══ Provided material
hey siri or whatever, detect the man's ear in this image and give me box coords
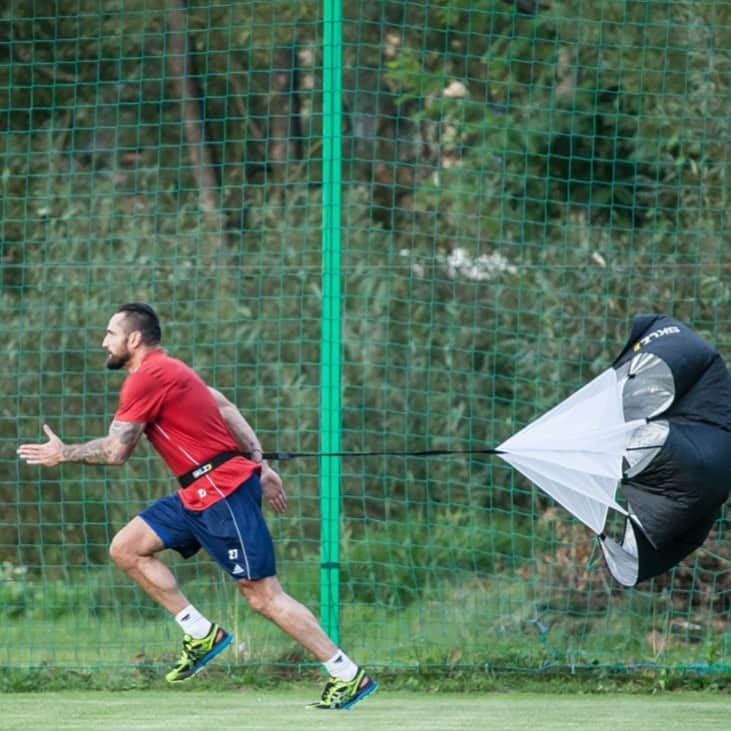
[127,330,143,349]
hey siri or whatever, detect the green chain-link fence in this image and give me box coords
[1,0,730,676]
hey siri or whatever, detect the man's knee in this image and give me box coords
[109,518,161,569]
[237,577,280,616]
[109,530,134,569]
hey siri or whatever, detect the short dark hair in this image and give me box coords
[116,303,162,344]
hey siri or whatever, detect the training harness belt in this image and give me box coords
[178,451,243,488]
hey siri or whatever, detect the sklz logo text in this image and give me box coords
[192,462,213,479]
[633,325,681,351]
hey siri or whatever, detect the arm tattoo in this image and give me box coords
[110,420,144,446]
[62,438,114,464]
[61,421,144,465]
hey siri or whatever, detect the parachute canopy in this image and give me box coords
[498,314,731,586]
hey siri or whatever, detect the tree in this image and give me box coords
[165,0,225,245]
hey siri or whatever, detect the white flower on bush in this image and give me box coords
[1,561,28,581]
[400,247,516,281]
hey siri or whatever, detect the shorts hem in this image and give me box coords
[138,513,172,548]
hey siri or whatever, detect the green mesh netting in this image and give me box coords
[1,0,729,674]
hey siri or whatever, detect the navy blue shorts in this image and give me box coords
[139,473,276,580]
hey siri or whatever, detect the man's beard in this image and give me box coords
[106,351,131,370]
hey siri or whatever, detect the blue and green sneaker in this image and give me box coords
[309,667,378,710]
[165,624,232,683]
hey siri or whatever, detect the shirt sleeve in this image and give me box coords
[115,371,166,423]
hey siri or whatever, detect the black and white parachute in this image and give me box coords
[497,314,731,586]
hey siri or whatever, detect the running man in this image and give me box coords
[17,302,377,710]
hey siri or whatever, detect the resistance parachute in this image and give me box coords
[498,314,731,586]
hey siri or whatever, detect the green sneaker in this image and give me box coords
[165,624,232,683]
[309,667,378,710]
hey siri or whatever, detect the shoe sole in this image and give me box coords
[167,632,233,683]
[340,679,378,710]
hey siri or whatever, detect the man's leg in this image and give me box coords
[109,516,190,615]
[110,516,231,682]
[237,576,377,709]
[236,575,337,661]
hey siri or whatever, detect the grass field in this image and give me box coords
[4,571,724,671]
[1,689,728,731]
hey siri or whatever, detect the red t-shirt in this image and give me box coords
[114,349,259,510]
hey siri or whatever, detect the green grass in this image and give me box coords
[1,689,729,731]
[2,568,728,672]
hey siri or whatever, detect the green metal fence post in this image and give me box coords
[319,0,343,645]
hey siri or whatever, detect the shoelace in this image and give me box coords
[320,679,338,701]
[177,636,208,665]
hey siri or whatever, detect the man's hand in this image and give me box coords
[260,463,287,513]
[17,424,65,467]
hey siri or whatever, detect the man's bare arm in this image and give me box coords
[208,387,263,461]
[208,387,287,513]
[18,421,145,467]
[61,421,145,464]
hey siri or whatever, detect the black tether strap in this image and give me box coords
[178,442,663,480]
[255,448,503,462]
[252,443,662,462]
[178,448,502,486]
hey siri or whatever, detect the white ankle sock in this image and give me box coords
[174,605,213,639]
[324,650,358,682]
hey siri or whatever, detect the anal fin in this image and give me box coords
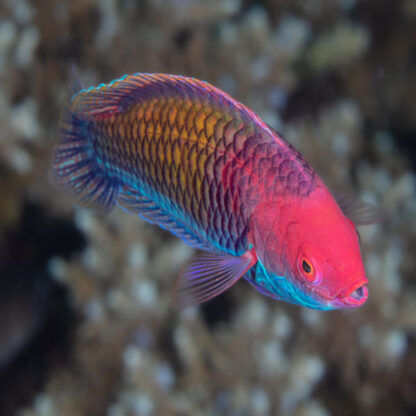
[118,185,210,250]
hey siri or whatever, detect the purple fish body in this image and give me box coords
[50,73,374,309]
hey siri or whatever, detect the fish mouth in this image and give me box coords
[334,278,368,308]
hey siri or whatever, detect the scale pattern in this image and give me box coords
[70,74,317,255]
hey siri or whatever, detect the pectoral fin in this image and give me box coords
[173,249,257,309]
[335,193,383,225]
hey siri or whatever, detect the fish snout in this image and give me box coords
[336,278,368,307]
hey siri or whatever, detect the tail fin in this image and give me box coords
[49,70,119,213]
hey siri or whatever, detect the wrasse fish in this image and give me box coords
[50,72,378,310]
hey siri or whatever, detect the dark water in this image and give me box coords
[0,0,415,415]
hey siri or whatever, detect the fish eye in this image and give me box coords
[302,259,312,274]
[298,256,320,284]
[296,245,321,285]
[301,258,314,280]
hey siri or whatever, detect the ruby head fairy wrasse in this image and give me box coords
[49,71,379,310]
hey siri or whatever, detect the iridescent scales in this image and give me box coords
[50,72,326,308]
[83,78,266,255]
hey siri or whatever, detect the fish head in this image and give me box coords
[249,187,368,310]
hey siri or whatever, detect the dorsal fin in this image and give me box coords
[69,73,273,137]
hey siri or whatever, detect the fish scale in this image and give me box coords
[100,102,221,245]
[49,73,372,310]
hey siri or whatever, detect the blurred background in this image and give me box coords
[0,0,415,415]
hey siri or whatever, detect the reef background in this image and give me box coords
[0,0,415,415]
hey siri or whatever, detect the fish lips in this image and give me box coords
[310,276,369,308]
[332,277,369,308]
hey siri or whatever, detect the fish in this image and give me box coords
[49,72,379,310]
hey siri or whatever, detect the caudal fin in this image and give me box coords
[49,71,119,213]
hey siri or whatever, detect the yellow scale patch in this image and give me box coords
[102,90,253,215]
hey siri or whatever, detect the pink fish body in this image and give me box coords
[50,73,376,309]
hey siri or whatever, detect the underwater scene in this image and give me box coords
[0,0,415,415]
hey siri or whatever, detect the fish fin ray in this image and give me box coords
[49,75,119,213]
[70,73,262,125]
[335,193,383,225]
[173,250,257,309]
[118,185,211,250]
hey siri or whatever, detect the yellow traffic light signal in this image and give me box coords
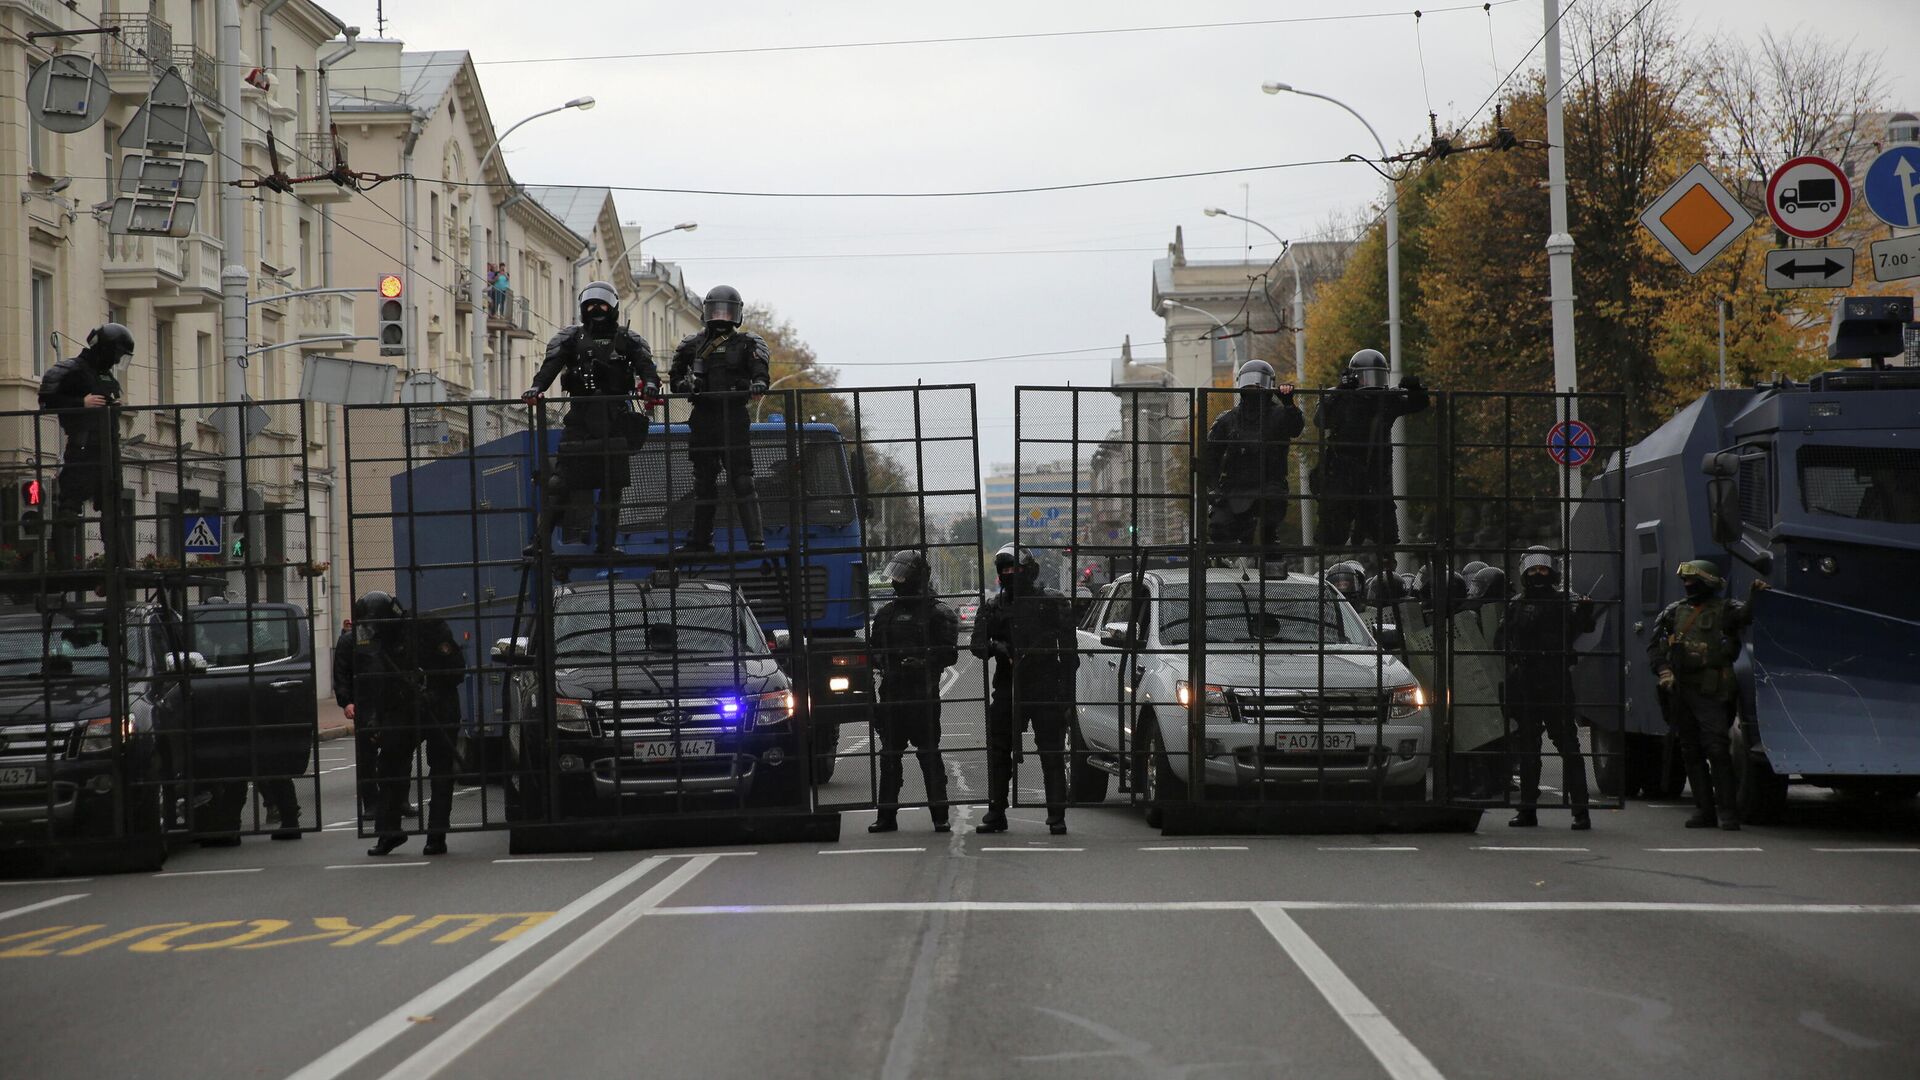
[377,272,405,357]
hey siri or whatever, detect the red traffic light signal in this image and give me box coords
[20,478,44,507]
════
Only the pictures should be left out; the rest of the material above must be repeated exactly.

Exercise solution:
hey siri or whatever, detect the man's ear in this image and give me box coords
[127,330,143,349]
hey siri or whatever, detect the green chain-link fence in this image and give me box coords
[1,0,730,676]
hey siri or whatever, detect the man's knee in this image and give me box coords
[109,518,161,569]
[237,577,280,616]
[109,530,134,569]
hey siri or whatever, detect the short dark hair in this image and give me box coords
[116,303,162,344]
hey siri or whatever, detect the training harness belt in this image and give me box coords
[178,451,243,488]
hey siri or whatever, detect the sklz logo text in this image and give me box coords
[192,462,213,479]
[633,325,681,351]
hey siri or whatever, detect the arm tattoo in this image and give me box coords
[110,420,144,446]
[62,438,114,464]
[61,421,144,465]
hey siri or whatever, detect the parachute canopy in this image and give me box coords
[498,314,731,586]
hey siri or whatever, detect the tree in this image and give me box coords
[165,0,225,245]
hey siri or whatever, detect the white flower on bush in this image and give me box coords
[1,561,28,581]
[400,247,516,281]
hey siri or whatever, detect the shorts hem in this image and give me box coords
[138,513,172,548]
hey siri or whatever, detect the green mesh netting in this image and give me box coords
[1,0,729,674]
hey siri or whatever, detect the navy blue shorts in this image and give me box coords
[139,473,276,580]
hey siri or whatever, detect the man's beard in this image and give me box coords
[106,351,131,370]
hey siri or whatever, detect the blue and green sneaker in this image and give me box coords
[309,667,378,710]
[165,624,232,683]
hey siri or whatever, detect the shirt sleeve in this image and give me box coords
[115,371,166,423]
hey siri or whatever, detect the black and white parachute in this image and give me box coords
[497,314,731,586]
hey siri or whatever, detect the running man in this image and give me box coords
[17,302,377,710]
hey siri or whatever, detect the resistance parachute in this image and give me box coords
[498,314,731,586]
hey siri or whatever, detect the green sneaker in this image and give me box coords
[165,624,232,683]
[309,667,378,710]
hey siri or whatever, detect the shoe sole in this image and give me box coords
[167,632,233,683]
[340,679,378,710]
hey siri or whatever, detect the man's leg in this image and give me box coords
[109,516,190,615]
[110,516,231,682]
[237,576,377,709]
[236,575,337,661]
hey siri or whatever, detect the grass field in this image and give me box coords
[4,571,724,671]
[1,689,728,731]
hey siri or whatever, detect the red t-shirt in this image and give me box coords
[114,349,259,510]
hey siri or whatever, detect the green grass in this image and give me box coords
[1,689,729,731]
[2,568,728,672]
hey siri or whatever, detect the green metal fence post in this image and give me box coords
[319,0,343,645]
hey siri or whatever, detect the shoelace in this image and give me box coords
[320,679,338,701]
[177,636,208,665]
hey siri or whatever, detect the man's hand in this image and give me box coords
[260,463,287,513]
[17,424,65,467]
hey siri or whatever, detect the man's bare arm in this image and give me box coords
[208,387,263,461]
[208,387,287,513]
[18,421,145,467]
[61,421,145,464]
hey siri or whatever, detect the black tether strap in this image and give me box coords
[178,442,663,480]
[255,448,503,462]
[252,443,662,462]
[178,448,502,486]
hey siri or whatever, detect the white ankle sock in this image and give me box coords
[174,605,213,639]
[324,650,358,682]
hey siri or whatever, detect the anal fin in this image and give me box coords
[118,185,210,250]
hey siri or whatever, detect the purple fish body in this image and give me box coords
[50,73,374,309]
hey siri or whatever, detect the fish mouth in this image and give me box coords
[334,278,368,308]
hey siri or whatever, detect the scale pattern in this image and give me box coords
[70,74,317,255]
hey siri or whatever, detect the pectoral fin in this image and give me box coords
[173,249,257,309]
[335,193,383,225]
hey siri or whatever, detect the fish snout in this image and give me box coords
[336,278,368,307]
hey siri or whatever, detect the tail fin in this image and give me box coords
[49,70,119,213]
hey siri or whatever, detect the wrasse fish in this image and give me box coords
[50,72,378,310]
hey siri or whatever, detect the dark water in this image and give me box coords
[0,0,415,415]
hey siri or whatever, detect the fish eye in this image and give me box coords
[302,259,312,274]
[298,256,320,284]
[296,245,321,285]
[301,258,314,280]
hey siri or whatever, detect the ruby head fairy wrasse in this image and give me box coords
[49,71,379,310]
hey siri or whatever, detect the iridescent scales in this image and give me box coords
[50,72,326,308]
[83,78,266,255]
hey siri or whatever, detect the fish head in this image and give me box coords
[249,187,368,310]
hey siri or whatever, detect the dorsal fin in this image and give me box coords
[69,73,273,137]
hey siri or whatever, detect the fish scale in this image and give me box coords
[100,102,221,245]
[49,73,372,310]
hey siri or whatever, detect the blurred background in this image and give me box coords
[0,0,415,415]
hey siri or whatever, detect the reef background in this image and give me box coords
[0,0,415,415]
hey siri or whatever, detect the fish lips in this image and give me box coords
[310,276,369,308]
[332,277,369,308]
hey siri or whatever, detect the fish in this image and give me box coords
[49,72,379,310]
hey siri or whatever, detect the caudal fin in this image and give me box coords
[49,71,119,213]
hey siri or whatever, detect the yellow scale patch in this image and give me box coords
[102,90,253,215]
hey siri or whatever, detect the pink fish body in this image and give me box coords
[50,73,376,309]
hey siri or whatever, detect the underwater scene in this image and give me box coords
[0,0,415,415]
hey siri or whatever, detect the fish fin ray in this image and give me box coords
[49,75,119,213]
[70,73,262,125]
[335,193,383,225]
[173,250,257,309]
[118,185,211,250]
hey siri or whatever, detect the yellow traffic light signal in this image and give me box coords
[377,272,405,357]
hey siri or whatever, detect the red traffic light signal in this image and give me box coords
[20,478,44,507]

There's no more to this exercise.